YOUR GOAL:
Rewrite the entries from the beginning through the line that contains "M 69 78 L 78", swapping every "Return value" for "Result" and leaving everything else unchanged. Omit the pictures from your answer.

EXCERPTED DATA:
--- start ---
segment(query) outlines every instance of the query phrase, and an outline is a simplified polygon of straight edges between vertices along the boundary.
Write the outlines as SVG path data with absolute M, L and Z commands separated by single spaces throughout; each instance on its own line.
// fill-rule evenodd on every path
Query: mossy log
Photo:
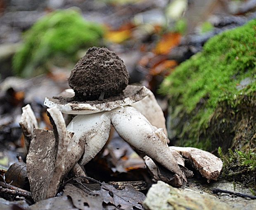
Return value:
M 209 151 L 255 151 L 256 64 L 256 20 L 209 40 L 161 84 L 169 138 Z

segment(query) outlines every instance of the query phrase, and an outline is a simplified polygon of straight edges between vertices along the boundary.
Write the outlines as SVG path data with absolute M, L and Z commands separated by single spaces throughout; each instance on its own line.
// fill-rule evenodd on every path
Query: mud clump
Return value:
M 69 78 L 78 101 L 97 100 L 123 93 L 129 73 L 123 61 L 107 48 L 89 48 L 76 63 Z

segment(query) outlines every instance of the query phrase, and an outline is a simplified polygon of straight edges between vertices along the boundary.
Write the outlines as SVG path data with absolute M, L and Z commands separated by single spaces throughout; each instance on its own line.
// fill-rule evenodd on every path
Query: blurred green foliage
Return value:
M 225 101 L 235 114 L 239 97 L 248 98 L 256 92 L 256 20 L 223 32 L 165 78 L 159 92 L 170 98 L 170 119 L 173 120 L 171 130 L 181 140 L 180 144 L 214 149 L 206 130 L 213 115 L 221 114 L 214 112 L 217 105 Z M 251 81 L 250 85 L 238 89 L 246 78 Z M 200 141 L 202 134 L 205 138 Z
M 47 61 L 58 56 L 75 62 L 77 51 L 98 46 L 103 34 L 102 26 L 85 21 L 75 10 L 51 13 L 24 33 L 24 42 L 13 60 L 15 73 L 28 77 L 38 74 L 37 68 L 45 72 Z

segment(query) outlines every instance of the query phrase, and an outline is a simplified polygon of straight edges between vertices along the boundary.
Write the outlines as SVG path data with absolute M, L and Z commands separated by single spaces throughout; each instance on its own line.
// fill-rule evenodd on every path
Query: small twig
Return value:
M 29 200 L 32 200 L 30 193 L 25 193 L 18 190 L 10 189 L 8 188 L 4 188 L 2 187 L 0 187 L 0 193 L 6 193 L 7 194 L 9 194 L 9 195 L 15 196 L 19 196 L 20 197 L 24 197 L 25 198 Z
M 235 196 L 238 196 L 239 197 L 242 197 L 242 198 L 250 198 L 251 199 L 256 199 L 256 196 L 252 196 L 249 195 L 247 195 L 246 194 L 243 194 L 242 193 L 239 193 L 239 192 L 235 192 L 232 191 L 229 191 L 228 190 L 225 190 L 224 189 L 221 189 L 219 188 L 213 188 L 212 189 L 213 192 L 213 193 L 218 193 L 219 192 L 222 193 L 226 193 L 227 194 L 230 194 L 230 195 L 234 195 Z

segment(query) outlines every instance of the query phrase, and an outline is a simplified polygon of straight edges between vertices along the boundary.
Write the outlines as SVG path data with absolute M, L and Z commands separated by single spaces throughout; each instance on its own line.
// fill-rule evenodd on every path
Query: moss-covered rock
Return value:
M 256 20 L 209 40 L 164 81 L 179 145 L 255 150 Z
M 86 21 L 75 10 L 51 13 L 24 33 L 24 42 L 13 60 L 15 72 L 24 77 L 36 75 L 35 69 L 45 69 L 45 63 L 50 58 L 56 61 L 56 58 L 64 58 L 59 62 L 76 62 L 77 51 L 99 45 L 103 33 L 102 26 Z

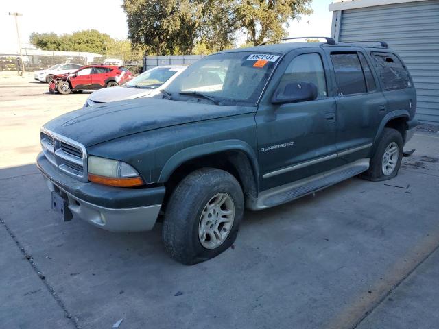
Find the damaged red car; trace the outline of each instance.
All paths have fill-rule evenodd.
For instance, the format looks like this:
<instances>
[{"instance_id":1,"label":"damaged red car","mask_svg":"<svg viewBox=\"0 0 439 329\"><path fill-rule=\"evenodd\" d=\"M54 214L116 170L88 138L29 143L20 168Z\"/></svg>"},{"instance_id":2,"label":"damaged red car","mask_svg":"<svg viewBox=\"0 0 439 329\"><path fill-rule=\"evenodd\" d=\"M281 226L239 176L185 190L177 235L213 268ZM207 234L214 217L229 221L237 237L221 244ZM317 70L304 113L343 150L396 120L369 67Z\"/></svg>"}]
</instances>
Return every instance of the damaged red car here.
<instances>
[{"instance_id":1,"label":"damaged red car","mask_svg":"<svg viewBox=\"0 0 439 329\"><path fill-rule=\"evenodd\" d=\"M102 88L115 87L132 79L132 73L123 66L91 65L84 66L73 73L55 75L49 86L51 93L61 94L95 90Z\"/></svg>"}]
</instances>

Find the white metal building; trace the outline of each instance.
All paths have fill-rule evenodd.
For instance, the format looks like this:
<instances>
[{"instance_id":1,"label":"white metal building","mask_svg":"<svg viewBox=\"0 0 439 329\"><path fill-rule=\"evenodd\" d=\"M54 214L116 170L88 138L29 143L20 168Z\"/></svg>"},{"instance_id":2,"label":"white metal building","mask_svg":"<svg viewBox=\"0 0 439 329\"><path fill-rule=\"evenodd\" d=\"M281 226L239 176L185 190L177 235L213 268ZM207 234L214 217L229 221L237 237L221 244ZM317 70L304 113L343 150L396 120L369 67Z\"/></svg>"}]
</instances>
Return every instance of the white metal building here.
<instances>
[{"instance_id":1,"label":"white metal building","mask_svg":"<svg viewBox=\"0 0 439 329\"><path fill-rule=\"evenodd\" d=\"M439 0L335 0L337 42L382 40L396 50L418 93L418 120L439 123Z\"/></svg>"}]
</instances>

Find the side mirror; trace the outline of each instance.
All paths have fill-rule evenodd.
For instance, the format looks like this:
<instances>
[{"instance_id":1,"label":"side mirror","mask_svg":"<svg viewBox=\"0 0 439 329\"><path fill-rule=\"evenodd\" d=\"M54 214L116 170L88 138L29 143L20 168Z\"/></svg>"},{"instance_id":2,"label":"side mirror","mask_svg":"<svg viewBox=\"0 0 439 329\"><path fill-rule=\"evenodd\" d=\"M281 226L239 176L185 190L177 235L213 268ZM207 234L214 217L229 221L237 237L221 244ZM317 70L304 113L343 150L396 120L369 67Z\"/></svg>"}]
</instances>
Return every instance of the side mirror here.
<instances>
[{"instance_id":1,"label":"side mirror","mask_svg":"<svg viewBox=\"0 0 439 329\"><path fill-rule=\"evenodd\" d=\"M312 101L317 98L317 87L311 82L281 82L276 89L272 103L283 104Z\"/></svg>"}]
</instances>

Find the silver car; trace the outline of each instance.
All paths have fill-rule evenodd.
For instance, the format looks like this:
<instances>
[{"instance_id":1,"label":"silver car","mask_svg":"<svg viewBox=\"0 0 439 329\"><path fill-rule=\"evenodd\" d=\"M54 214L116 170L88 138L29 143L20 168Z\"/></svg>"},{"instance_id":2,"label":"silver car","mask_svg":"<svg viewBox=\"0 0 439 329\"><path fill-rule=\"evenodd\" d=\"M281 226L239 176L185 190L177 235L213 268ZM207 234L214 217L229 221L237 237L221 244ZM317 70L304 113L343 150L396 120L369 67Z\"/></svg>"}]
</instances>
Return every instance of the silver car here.
<instances>
[{"instance_id":1,"label":"silver car","mask_svg":"<svg viewBox=\"0 0 439 329\"><path fill-rule=\"evenodd\" d=\"M93 93L86 101L84 107L110 101L150 97L165 88L177 77L187 66L167 65L151 69L119 87L105 88Z\"/></svg>"}]
</instances>

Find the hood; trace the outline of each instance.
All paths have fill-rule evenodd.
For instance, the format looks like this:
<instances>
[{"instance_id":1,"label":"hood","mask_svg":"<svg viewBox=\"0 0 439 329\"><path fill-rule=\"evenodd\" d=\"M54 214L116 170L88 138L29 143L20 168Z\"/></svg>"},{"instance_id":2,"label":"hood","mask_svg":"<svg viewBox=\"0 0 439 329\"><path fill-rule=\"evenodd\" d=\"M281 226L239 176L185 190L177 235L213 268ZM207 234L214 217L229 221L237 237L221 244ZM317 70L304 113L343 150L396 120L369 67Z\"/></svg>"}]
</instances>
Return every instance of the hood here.
<instances>
[{"instance_id":1,"label":"hood","mask_svg":"<svg viewBox=\"0 0 439 329\"><path fill-rule=\"evenodd\" d=\"M251 113L256 108L139 98L77 110L55 118L44 127L88 147L154 129Z\"/></svg>"},{"instance_id":2,"label":"hood","mask_svg":"<svg viewBox=\"0 0 439 329\"><path fill-rule=\"evenodd\" d=\"M104 88L95 91L90 95L88 99L97 103L123 101L123 99L131 99L147 96L154 89L128 87Z\"/></svg>"}]
</instances>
--- end ---
CORRECT RESPONSE:
segment(query) outlines every instance of the query phrase, and an outline is a simplified polygon of straight edges between vertices along the boundary.
Write the outlines as SVG path data with absolute M, L and Z commands separated by single spaces throughout; each instance on its own line.
// fill-rule evenodd on every path
Query: mossy log
Photo:
Result:
M 209 151 L 255 151 L 256 64 L 256 20 L 209 40 L 161 84 L 169 138 Z

segment(query) outlines every instance of the query phrase, and an outline is a simplified polygon of straight edges between vertices along the boundary.
Write the outlines as SVG path data with absolute M, L and Z commands separated by single spaces throughout; each instance on its own line.
// fill-rule evenodd on every path
Query: mud clump
Result:
M 69 78 L 78 101 L 97 100 L 123 93 L 129 73 L 123 61 L 107 48 L 89 48 L 76 63 Z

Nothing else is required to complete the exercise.